◆ Dataset excerpts:
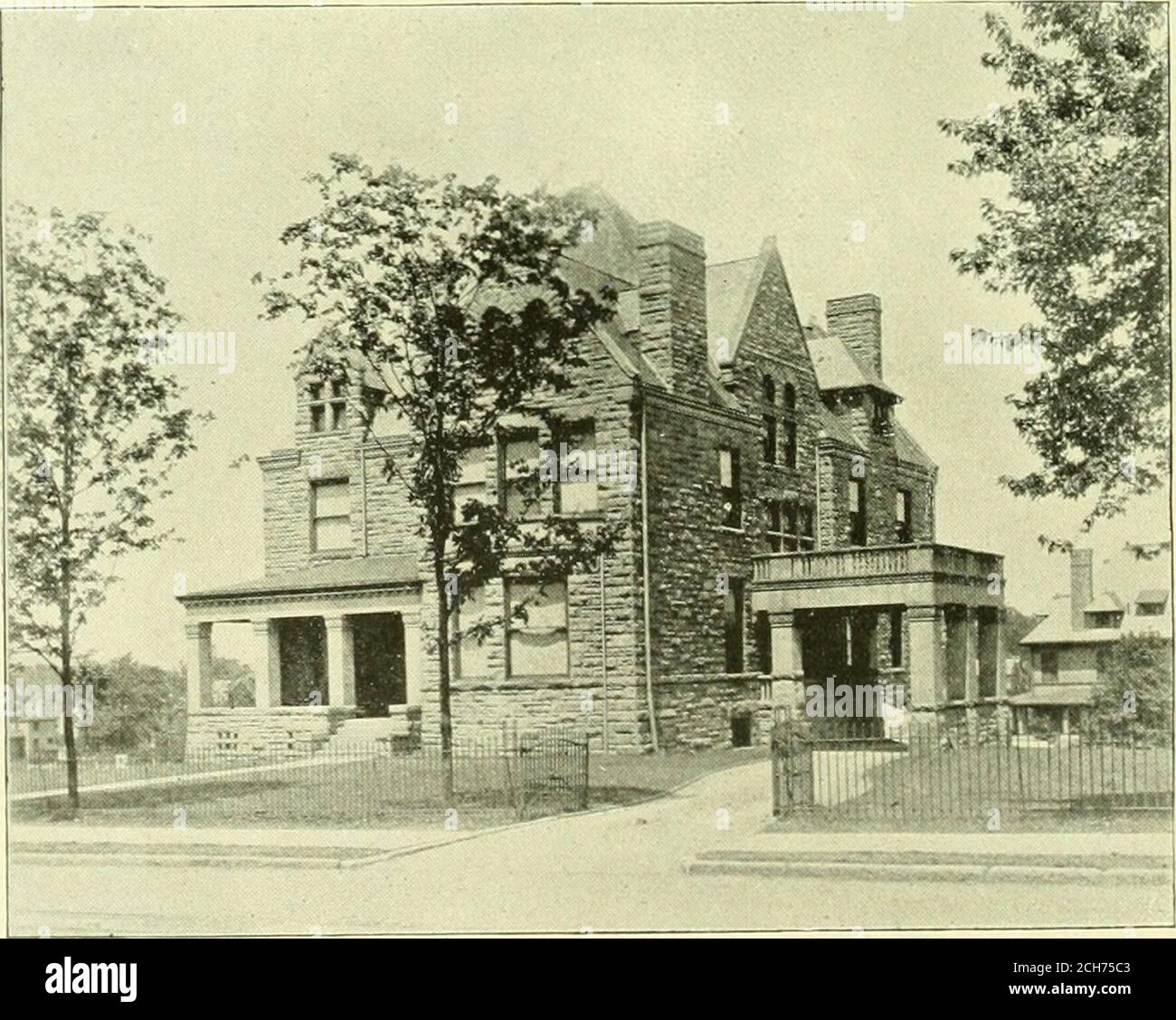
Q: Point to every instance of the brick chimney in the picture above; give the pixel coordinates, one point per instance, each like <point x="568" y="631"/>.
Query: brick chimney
<point x="673" y="306"/>
<point x="858" y="320"/>
<point x="1082" y="585"/>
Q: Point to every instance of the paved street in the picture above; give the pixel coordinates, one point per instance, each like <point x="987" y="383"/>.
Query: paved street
<point x="618" y="870"/>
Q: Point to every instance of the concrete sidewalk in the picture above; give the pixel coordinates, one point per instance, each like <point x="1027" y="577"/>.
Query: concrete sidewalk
<point x="275" y="847"/>
<point x="1129" y="858"/>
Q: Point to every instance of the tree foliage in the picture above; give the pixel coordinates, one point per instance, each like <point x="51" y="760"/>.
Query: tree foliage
<point x="1133" y="698"/>
<point x="1085" y="235"/>
<point x="446" y="301"/>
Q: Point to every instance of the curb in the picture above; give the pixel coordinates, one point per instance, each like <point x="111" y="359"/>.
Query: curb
<point x="981" y="871"/>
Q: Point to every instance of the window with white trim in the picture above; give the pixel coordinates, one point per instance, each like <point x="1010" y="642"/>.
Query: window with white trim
<point x="537" y="646"/>
<point x="330" y="510"/>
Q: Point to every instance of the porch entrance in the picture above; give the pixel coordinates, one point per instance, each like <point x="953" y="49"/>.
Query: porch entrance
<point x="379" y="643"/>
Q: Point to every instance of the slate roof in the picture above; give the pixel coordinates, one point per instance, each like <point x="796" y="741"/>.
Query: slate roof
<point x="1047" y="694"/>
<point x="1121" y="574"/>
<point x="351" y="574"/>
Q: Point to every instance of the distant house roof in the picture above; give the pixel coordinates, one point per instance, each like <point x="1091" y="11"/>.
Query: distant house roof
<point x="354" y="574"/>
<point x="906" y="450"/>
<point x="730" y="292"/>
<point x="1105" y="603"/>
<point x="836" y="366"/>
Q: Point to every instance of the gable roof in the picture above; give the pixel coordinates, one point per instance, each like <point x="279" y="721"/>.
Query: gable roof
<point x="906" y="448"/>
<point x="836" y="365"/>
<point x="730" y="293"/>
<point x="1127" y="580"/>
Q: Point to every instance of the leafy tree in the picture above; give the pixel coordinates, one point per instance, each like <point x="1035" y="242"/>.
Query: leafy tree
<point x="1133" y="698"/>
<point x="447" y="302"/>
<point x="137" y="706"/>
<point x="1085" y="235"/>
<point x="92" y="424"/>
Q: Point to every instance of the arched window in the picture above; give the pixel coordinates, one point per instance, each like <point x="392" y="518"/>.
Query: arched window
<point x="789" y="424"/>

◆ Task directions: Could you reproduce every record above exactly, leaving out any pictures?

◆ Solution below:
Q: Point to every instance of the brick chimney in the picture above; give the pixel coordinates, one point per instance, each like <point x="568" y="631"/>.
Query: brick chimney
<point x="673" y="306"/>
<point x="858" y="320"/>
<point x="1082" y="585"/>
Q: Point to every instance of the paved street in the picture above; give the pixel coordinates, one point per instance, each like <point x="987" y="383"/>.
Query: paved street
<point x="618" y="870"/>
Q: Point to every instance of the concrete sidewalk in the picture above; give the pixel coordinates, one point per instance, each like <point x="1027" y="577"/>.
Query: concrete sidewalk
<point x="275" y="847"/>
<point x="1129" y="858"/>
Q: Point to every instance of the tree foliage in the picture above; give the pixel coordinates, one point per instance, each like <point x="51" y="760"/>.
Query: tree foliage
<point x="1133" y="698"/>
<point x="1085" y="235"/>
<point x="446" y="301"/>
Q: Point to every instance of the curb in the picture above; give the pixel coordinates, one point per instance, each like <point x="111" y="359"/>.
Query: curb
<point x="981" y="871"/>
Q: Point to every instance of the window with white trim in the picture above; give the pixel coordinates, one point per instance, each like <point x="1010" y="642"/>.
Query: window with white trim
<point x="537" y="646"/>
<point x="330" y="510"/>
Q: Point to every instance of the porch entrance in the picture above; give the pixel coordinates, one point per instance, each like <point x="953" y="49"/>.
Query: porch entrance
<point x="379" y="643"/>
Q: Point to every instance of the slate roof in the picture above; give the pixel coordinates, one point per instance, each like <point x="796" y="741"/>.
Query: slate roof
<point x="1047" y="694"/>
<point x="1121" y="574"/>
<point x="351" y="574"/>
Q: Point to every instance of the distant house roof in the picture above; give the pixel coordinates, one point per instance, each like <point x="1091" y="11"/>.
Query: distant house roof
<point x="354" y="574"/>
<point x="906" y="450"/>
<point x="730" y="292"/>
<point x="1105" y="603"/>
<point x="836" y="366"/>
Q: Point to every instance of the gable roof in the picture above; give the pixel coordinates, one point per instance, each like <point x="279" y="721"/>.
Query: gable roof
<point x="906" y="448"/>
<point x="836" y="365"/>
<point x="730" y="293"/>
<point x="1127" y="580"/>
Q: Point to every instance of the leafy tree in the picture above; give the pixel coordinates, one point per instance, each like <point x="1035" y="242"/>.
Query: leafy tree
<point x="1133" y="698"/>
<point x="447" y="302"/>
<point x="137" y="706"/>
<point x="1085" y="235"/>
<point x="92" y="424"/>
Q: Point to every instance of the arched window in the picture above; give the pixel coordinates, one point per instance, each like <point x="392" y="518"/>.
Query: arched window
<point x="789" y="424"/>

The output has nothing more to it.